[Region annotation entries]

>>>

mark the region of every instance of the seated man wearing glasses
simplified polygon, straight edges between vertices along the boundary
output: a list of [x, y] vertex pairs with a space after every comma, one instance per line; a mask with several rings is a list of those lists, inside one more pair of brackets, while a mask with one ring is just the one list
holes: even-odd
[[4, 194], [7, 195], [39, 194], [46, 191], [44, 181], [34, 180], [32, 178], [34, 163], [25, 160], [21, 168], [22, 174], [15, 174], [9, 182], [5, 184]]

<<<

[Aim]: Copy out these lines word for word.

[Correct result]:
mark the region of every instance of the seated man wearing glasses
simplified polygon, straight edges between vertices along the boundary
output: a list of [x, y] vertex pairs with a space after every comma, one instance per line; a mask with several rings is a list of those lists, inside one more pair of brackets, while a mask with one ring is just the one list
holes: even-odd
[[4, 194], [7, 195], [39, 194], [46, 191], [44, 181], [34, 180], [32, 178], [34, 163], [25, 160], [21, 168], [22, 174], [15, 174], [9, 182], [5, 184]]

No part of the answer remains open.